> Extracted text
## start
Page 3 of 4

Re: increase shared memory

PostPosted: Wed May 21, 2014 11:55 am
by timpart
greytery wrote:Tim - 'addressing memory on non-existent rows' .. Scary!
But what exactly do you mean?
And instead of moving to the left, what if we move to the right?

I'm not a HW/chip engineer- old ex-mainframe OS kernel hacker.
I don't understand how the FPGA is configured to map the E16 East-wards memory requests to the external DRAM, but it clearly does. There's some MMU magic/logic at the Zynq's Bank 35 interface to the E16.
OTOH, the FPGA also maps the ARM's memory requests onto the same DRAM - but represents that same physical space as different addresses for the host.
Seems that the memory can be as contiguous - or not - as the FPGA logic allows, or makes it appear to be. It's acting as a good old virtual paging kernel - like we had back in the good old '70s.

It took me ages to get this straight in my head, so no need to feel bad. The FPGA logic is really quite simple, it just routes stuff. (Hence the three lines!) The Epiphany chip on the other hand is more sophisticated.

The Epiphany chip has 16 or 64 cores. It only has a concept of physical memory. No MMU. No remapping of addresses. It runs programs, but doesn't have an operating system. (Or at least no one has written one yet.)
The FPGA contains a pair of ARM cores, they do have an MMU, and they run an operating system with virtual memory.

When an Epiphany core detects an off-core address it sends it to the eMesh for routing to the correct core. The first thing the eMesh decides is if the address is in the same column as the current location, if it isn't it sends the request East or West as appropriate to the address. (Second highest 6 bits, 20:25.) If the column is an exact match then the request goes North or South until it reaches the correct row, then it enters that core. If a request reaches the edge of a chip it goes into the eLink at that cardinal direction to go to the next Epiphany chip. East and West eLinks are most commonly used as the routing going in that direction first.

On the Parallella board, the East eLink is actually connected to the FPGA, which pretends it is another Epiphany chip. In fact all it does is map DRAM to addresses where the other chip(s) would be and make the reads and writes work. The Epiphany chip is oblivious to this. It just sends requests to off-chip addresses and things happen as it expects. The West eLink from the Epiphany isn't connected to anything. That was a design choice for the Parallella. So if the Epiphany did try to access addresses to the West those requests would get lost (and if it was a read the core would be stuck waiting forlornly for a reply that will never come.) The North and South eLinks are wired up to the expansion connectors on the board.
## end
> Data section
## start
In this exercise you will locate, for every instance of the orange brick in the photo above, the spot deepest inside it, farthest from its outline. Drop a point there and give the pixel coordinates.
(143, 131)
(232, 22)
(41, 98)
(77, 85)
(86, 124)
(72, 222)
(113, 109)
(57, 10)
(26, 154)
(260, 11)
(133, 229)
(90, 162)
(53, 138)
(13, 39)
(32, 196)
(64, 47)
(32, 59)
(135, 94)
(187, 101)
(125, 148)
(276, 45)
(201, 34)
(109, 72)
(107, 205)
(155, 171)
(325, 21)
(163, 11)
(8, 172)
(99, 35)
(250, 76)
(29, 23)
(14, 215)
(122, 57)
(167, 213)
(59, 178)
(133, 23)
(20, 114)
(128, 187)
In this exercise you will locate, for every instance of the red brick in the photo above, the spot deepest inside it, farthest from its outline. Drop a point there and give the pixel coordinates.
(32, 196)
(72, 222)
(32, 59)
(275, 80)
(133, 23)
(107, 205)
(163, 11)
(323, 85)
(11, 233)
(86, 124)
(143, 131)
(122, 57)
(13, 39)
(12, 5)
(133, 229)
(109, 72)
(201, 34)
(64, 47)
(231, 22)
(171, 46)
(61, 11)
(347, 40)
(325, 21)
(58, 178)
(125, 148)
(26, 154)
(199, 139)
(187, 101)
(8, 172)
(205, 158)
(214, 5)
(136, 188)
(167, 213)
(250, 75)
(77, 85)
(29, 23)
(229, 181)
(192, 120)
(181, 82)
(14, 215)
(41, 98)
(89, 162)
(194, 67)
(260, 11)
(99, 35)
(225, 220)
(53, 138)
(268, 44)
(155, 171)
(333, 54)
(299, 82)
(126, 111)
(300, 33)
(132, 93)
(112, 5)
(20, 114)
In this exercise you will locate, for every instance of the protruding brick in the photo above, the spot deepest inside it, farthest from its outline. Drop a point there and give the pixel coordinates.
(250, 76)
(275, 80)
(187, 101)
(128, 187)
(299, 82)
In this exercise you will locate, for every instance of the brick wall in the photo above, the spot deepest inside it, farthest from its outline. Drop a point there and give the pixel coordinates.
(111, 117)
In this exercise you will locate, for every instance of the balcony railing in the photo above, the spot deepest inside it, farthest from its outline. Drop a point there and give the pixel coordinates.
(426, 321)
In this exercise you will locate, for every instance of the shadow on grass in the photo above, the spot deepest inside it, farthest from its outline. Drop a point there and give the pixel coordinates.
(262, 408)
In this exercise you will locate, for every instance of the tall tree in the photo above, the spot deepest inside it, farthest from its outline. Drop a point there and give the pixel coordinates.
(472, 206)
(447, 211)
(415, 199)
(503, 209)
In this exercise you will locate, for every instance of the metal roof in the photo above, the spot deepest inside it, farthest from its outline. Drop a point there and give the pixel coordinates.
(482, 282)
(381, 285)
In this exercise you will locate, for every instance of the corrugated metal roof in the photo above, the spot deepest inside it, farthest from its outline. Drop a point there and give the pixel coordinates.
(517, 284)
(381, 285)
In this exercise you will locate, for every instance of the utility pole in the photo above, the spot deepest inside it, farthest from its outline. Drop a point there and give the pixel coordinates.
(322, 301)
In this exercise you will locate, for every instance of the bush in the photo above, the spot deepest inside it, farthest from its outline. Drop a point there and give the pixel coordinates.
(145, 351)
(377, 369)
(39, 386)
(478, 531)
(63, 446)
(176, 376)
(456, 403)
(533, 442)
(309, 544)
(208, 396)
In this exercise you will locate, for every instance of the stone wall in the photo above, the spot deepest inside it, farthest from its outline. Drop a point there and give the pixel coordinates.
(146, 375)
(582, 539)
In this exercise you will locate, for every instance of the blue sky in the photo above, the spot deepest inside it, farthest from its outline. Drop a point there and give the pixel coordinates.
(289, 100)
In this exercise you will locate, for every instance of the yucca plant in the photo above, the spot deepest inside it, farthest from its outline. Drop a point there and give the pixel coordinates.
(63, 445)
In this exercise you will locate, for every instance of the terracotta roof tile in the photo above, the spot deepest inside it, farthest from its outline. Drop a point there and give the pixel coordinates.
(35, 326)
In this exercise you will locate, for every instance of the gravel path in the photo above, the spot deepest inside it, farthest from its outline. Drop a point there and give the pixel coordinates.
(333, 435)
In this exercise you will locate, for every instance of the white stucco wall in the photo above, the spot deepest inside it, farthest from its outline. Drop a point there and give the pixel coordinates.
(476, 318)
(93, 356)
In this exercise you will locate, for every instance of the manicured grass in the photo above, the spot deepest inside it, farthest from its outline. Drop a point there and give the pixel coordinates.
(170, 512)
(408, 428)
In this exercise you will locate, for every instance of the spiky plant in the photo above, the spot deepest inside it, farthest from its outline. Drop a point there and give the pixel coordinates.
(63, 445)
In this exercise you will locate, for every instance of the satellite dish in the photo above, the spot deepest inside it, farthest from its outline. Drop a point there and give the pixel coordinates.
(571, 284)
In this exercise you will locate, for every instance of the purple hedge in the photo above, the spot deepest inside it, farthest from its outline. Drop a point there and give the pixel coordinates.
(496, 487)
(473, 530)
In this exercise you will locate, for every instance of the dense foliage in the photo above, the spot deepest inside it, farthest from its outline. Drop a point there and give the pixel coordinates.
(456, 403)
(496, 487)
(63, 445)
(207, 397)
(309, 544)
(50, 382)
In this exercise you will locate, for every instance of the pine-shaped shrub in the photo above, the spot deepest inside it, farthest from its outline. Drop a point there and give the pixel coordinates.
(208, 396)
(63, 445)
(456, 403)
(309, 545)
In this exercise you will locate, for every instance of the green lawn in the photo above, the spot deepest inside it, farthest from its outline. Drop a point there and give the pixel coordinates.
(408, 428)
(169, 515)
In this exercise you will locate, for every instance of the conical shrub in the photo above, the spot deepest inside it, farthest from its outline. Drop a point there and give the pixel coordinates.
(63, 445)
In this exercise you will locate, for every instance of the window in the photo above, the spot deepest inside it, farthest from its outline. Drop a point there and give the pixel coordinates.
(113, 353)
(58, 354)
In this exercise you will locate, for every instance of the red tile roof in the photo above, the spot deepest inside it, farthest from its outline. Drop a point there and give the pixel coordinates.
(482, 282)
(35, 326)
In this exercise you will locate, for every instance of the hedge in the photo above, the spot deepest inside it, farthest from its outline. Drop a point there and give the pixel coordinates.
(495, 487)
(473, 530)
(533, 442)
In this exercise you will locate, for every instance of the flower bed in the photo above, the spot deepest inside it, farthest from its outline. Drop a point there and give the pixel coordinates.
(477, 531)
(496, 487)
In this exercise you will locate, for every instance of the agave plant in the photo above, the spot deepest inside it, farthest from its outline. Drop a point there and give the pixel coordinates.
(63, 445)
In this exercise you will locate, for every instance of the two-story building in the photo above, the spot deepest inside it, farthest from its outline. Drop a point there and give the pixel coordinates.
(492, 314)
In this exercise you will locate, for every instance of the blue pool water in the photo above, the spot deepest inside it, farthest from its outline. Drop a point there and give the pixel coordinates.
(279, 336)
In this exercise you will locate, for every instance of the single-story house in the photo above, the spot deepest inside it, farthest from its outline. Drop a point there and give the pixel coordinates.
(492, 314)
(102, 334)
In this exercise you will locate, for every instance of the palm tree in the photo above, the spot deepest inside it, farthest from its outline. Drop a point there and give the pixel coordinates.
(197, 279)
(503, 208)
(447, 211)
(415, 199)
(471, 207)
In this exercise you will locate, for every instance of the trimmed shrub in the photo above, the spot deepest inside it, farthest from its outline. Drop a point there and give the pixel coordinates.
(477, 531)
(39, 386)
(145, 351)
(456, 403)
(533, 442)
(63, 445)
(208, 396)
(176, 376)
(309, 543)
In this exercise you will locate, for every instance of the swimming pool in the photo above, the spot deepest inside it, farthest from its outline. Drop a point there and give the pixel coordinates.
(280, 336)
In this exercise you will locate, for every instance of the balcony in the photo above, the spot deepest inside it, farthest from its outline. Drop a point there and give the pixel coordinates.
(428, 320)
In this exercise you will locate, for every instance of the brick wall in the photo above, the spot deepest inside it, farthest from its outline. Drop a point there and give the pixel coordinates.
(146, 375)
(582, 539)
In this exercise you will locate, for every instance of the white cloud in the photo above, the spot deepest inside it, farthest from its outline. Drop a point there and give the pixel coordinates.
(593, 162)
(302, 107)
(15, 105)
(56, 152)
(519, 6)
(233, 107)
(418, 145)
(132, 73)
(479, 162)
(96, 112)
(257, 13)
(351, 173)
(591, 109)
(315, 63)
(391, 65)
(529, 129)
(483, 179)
## end
> Short exercise
According to the forum thread on shared memory, what is the Epiphany chip's East eLink connected to on the Parallella board?

> Solution to this problem
The FPGA, which pretends to be another Epiphany chip.